The opening stretches of Star Time are funny in the worst possible way. Henry films his own suicide tape for his social worker (played with patience and increasing dread by Maureen Teefy). He wanders around like a sad mall mannequin who learned how to walk from watching reruns of Three’s Company. And just when you think this movie is going to be a bleak PSA about media addiction, poof—a figure named Sam Bones arrives, looking like a hybrid of a talent agent, an imaginary friend, and your drunk uncle who insists he knows a guy at NBC.
Enter Sam Bones: Patron Saint of Bad Ideas
John P. Ryan plays Sam Bones with a kind of greasy charisma that belongs in some alternate-universe Twilight Zone. He convinces Henry not to kill himself… but not out of compassion. No, Sam’s selling Henry a career plan: trade your rope for a hatchet, your sitcom for a crime scene, and congratulations—you’re a star.
In Sam’s warped pitch, murder is just another form of performance art. Fame is measured in blood, not Nielsen ratings. And for a character like Henry, whose entire existence is predicated on being “seen” through a glowing screen, the offer makes perverse sense.
::::
Short exercise A
Answer these from the Star Time review, one line each:
(i) Who plays Henry's social worker?
(ii) Which actor plays Sam Bones?
(iii) In Sam's pitch, what is fame measured in?
Short exercise B
In the rows below, give the lines from the line with "47, row 119." up to and including the line with "column 176, row 164" as a JSON list of strings, one string per line, with blank lines left out. Leave the pictures out.
::::
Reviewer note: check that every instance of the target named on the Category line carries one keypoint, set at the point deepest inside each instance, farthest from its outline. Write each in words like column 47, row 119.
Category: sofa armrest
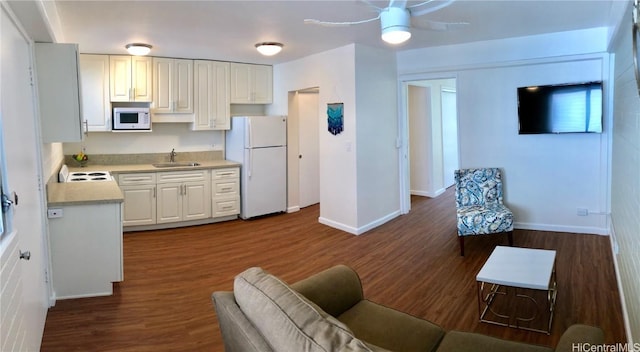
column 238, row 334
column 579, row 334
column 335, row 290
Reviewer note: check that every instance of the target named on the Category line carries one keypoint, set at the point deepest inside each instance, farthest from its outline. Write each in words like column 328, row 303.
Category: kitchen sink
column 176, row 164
::::
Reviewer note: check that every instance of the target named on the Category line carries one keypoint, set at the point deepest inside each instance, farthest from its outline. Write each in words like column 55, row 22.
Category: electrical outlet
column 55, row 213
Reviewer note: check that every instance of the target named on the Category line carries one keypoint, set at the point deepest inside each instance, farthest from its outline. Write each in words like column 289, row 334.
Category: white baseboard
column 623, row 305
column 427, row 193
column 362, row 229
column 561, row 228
::::
Final result A
(i) Maureen Teefy
(ii) John P. Ryan
(iii) Blood, not Nielsen ratings

Final result B
[
  "Reviewer note: check that every instance of the target named on the Category line carries one keypoint, set at the point deepest inside each instance, farthest from its outline. Write each in words like column 47, row 119.",
  "Category: sofa armrest",
  "column 238, row 334",
  "column 579, row 334",
  "column 335, row 290",
  "Reviewer note: check that every instance of the target named on the Category line carries one keypoint, set at the point deepest inside each instance, farthest from its outline. Write each in words like column 328, row 303.",
  "Category: kitchen sink",
  "column 176, row 164"
]